• [INSTRUCTION] Collect every line from the entries below that contains the string "main", and copy each of those lines verbatim.

• [EXERCISE MATERIALS]
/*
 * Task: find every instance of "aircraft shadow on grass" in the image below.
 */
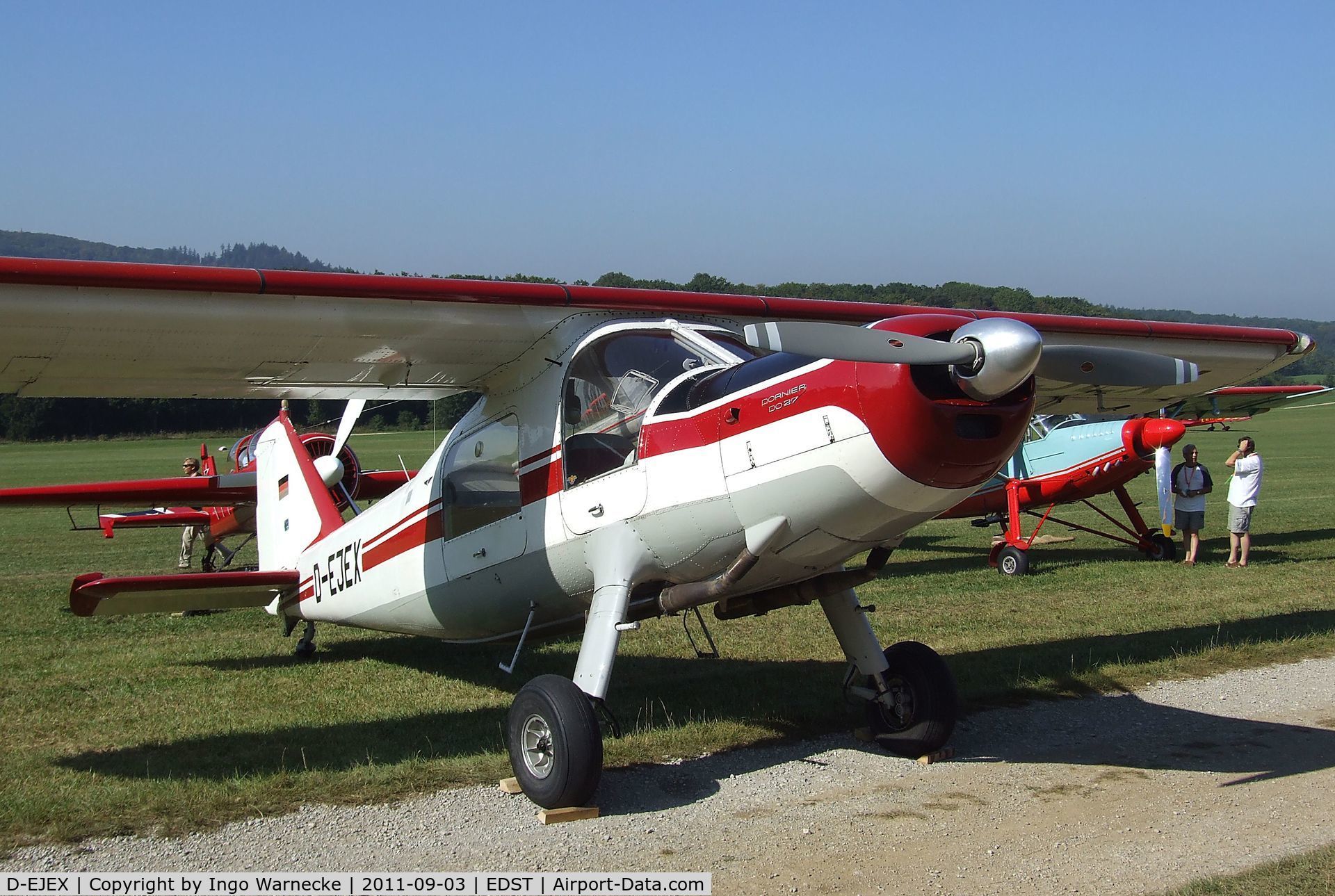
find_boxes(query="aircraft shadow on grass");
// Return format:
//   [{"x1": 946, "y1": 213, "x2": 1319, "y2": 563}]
[
  {"x1": 878, "y1": 528, "x2": 1335, "y2": 581},
  {"x1": 58, "y1": 612, "x2": 1335, "y2": 813}
]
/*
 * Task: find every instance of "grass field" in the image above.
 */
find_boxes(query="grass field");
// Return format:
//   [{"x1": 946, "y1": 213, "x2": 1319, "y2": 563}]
[{"x1": 0, "y1": 406, "x2": 1335, "y2": 848}]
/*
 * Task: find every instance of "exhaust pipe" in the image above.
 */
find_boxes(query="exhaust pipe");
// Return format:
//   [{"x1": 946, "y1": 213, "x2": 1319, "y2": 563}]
[
  {"x1": 658, "y1": 516, "x2": 789, "y2": 614},
  {"x1": 714, "y1": 548, "x2": 893, "y2": 619}
]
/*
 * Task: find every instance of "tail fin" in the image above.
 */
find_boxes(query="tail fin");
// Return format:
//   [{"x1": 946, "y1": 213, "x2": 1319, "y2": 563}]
[{"x1": 254, "y1": 412, "x2": 343, "y2": 569}]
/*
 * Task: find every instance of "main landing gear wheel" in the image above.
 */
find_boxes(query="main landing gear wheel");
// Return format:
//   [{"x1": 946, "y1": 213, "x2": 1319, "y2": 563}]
[
  {"x1": 506, "y1": 676, "x2": 602, "y2": 809},
  {"x1": 1144, "y1": 532, "x2": 1177, "y2": 560},
  {"x1": 866, "y1": 641, "x2": 956, "y2": 757},
  {"x1": 997, "y1": 545, "x2": 1029, "y2": 576}
]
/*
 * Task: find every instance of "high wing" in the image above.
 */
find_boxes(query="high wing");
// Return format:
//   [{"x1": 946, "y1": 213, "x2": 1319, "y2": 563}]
[
  {"x1": 70, "y1": 569, "x2": 300, "y2": 616},
  {"x1": 0, "y1": 473, "x2": 255, "y2": 507},
  {"x1": 0, "y1": 258, "x2": 1313, "y2": 413},
  {"x1": 1170, "y1": 384, "x2": 1331, "y2": 419}
]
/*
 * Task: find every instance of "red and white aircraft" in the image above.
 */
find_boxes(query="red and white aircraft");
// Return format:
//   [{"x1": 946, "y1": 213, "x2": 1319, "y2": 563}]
[
  {"x1": 0, "y1": 414, "x2": 410, "y2": 571},
  {"x1": 941, "y1": 414, "x2": 1187, "y2": 576},
  {"x1": 0, "y1": 259, "x2": 1312, "y2": 806}
]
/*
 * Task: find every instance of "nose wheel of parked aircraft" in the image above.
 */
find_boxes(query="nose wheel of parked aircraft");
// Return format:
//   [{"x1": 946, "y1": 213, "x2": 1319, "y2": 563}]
[
  {"x1": 866, "y1": 641, "x2": 956, "y2": 757},
  {"x1": 292, "y1": 619, "x2": 315, "y2": 660},
  {"x1": 997, "y1": 545, "x2": 1029, "y2": 576},
  {"x1": 506, "y1": 676, "x2": 602, "y2": 809},
  {"x1": 1142, "y1": 532, "x2": 1177, "y2": 560}
]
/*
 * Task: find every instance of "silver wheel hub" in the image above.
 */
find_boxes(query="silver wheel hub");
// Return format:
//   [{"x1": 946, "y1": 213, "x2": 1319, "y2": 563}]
[{"x1": 519, "y1": 715, "x2": 556, "y2": 779}]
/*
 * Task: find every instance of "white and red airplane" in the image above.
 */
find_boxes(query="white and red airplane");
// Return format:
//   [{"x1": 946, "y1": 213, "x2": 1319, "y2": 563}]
[
  {"x1": 0, "y1": 430, "x2": 410, "y2": 571},
  {"x1": 941, "y1": 414, "x2": 1187, "y2": 576},
  {"x1": 0, "y1": 259, "x2": 1312, "y2": 806},
  {"x1": 940, "y1": 384, "x2": 1331, "y2": 576}
]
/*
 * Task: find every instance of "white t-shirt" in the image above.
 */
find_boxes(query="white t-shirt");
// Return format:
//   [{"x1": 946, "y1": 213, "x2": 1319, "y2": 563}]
[
  {"x1": 1228, "y1": 454, "x2": 1261, "y2": 507},
  {"x1": 1174, "y1": 464, "x2": 1206, "y2": 513}
]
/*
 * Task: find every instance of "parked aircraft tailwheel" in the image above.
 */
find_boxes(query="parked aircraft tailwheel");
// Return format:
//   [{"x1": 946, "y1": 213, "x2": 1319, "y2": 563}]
[
  {"x1": 506, "y1": 676, "x2": 602, "y2": 809},
  {"x1": 1144, "y1": 532, "x2": 1177, "y2": 560},
  {"x1": 997, "y1": 545, "x2": 1029, "y2": 576},
  {"x1": 866, "y1": 641, "x2": 956, "y2": 756}
]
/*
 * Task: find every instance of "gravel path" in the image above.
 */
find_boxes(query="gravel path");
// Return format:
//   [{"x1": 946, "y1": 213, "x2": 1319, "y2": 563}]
[{"x1": 0, "y1": 658, "x2": 1335, "y2": 893}]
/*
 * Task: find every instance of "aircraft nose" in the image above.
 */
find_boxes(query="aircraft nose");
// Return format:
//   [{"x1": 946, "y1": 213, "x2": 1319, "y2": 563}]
[{"x1": 1122, "y1": 416, "x2": 1187, "y2": 457}]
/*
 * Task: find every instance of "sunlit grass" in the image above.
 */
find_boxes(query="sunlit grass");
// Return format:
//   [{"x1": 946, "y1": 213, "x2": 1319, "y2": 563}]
[{"x1": 0, "y1": 407, "x2": 1335, "y2": 845}]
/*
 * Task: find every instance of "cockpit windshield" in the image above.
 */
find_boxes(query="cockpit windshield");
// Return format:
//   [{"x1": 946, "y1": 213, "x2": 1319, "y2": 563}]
[
  {"x1": 562, "y1": 329, "x2": 753, "y2": 484},
  {"x1": 1024, "y1": 414, "x2": 1088, "y2": 442}
]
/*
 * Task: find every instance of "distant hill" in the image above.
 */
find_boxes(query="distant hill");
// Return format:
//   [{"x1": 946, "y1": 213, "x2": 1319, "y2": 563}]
[
  {"x1": 0, "y1": 229, "x2": 353, "y2": 272},
  {"x1": 0, "y1": 229, "x2": 1335, "y2": 441}
]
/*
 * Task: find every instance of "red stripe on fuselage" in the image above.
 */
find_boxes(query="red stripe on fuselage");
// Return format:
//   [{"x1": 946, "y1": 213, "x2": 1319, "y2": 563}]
[{"x1": 362, "y1": 509, "x2": 444, "y2": 570}]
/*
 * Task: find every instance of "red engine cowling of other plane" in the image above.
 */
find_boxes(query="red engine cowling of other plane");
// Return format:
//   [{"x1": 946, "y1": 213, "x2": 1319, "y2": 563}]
[
  {"x1": 856, "y1": 313, "x2": 1033, "y2": 489},
  {"x1": 232, "y1": 432, "x2": 362, "y2": 510},
  {"x1": 1122, "y1": 416, "x2": 1187, "y2": 458},
  {"x1": 300, "y1": 432, "x2": 362, "y2": 510}
]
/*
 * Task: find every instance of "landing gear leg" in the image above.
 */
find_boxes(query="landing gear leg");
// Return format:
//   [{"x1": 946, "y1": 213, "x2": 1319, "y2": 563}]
[
  {"x1": 292, "y1": 619, "x2": 315, "y2": 660},
  {"x1": 506, "y1": 525, "x2": 645, "y2": 809},
  {"x1": 821, "y1": 590, "x2": 956, "y2": 756}
]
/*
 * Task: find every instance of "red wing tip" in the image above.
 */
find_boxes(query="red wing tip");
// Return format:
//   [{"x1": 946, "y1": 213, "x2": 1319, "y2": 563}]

• [PROBLEM SOLUTION]
 * Task: find every instance of "main landing gear wheel" in the image above.
find_boxes(query="main landing gear wheel");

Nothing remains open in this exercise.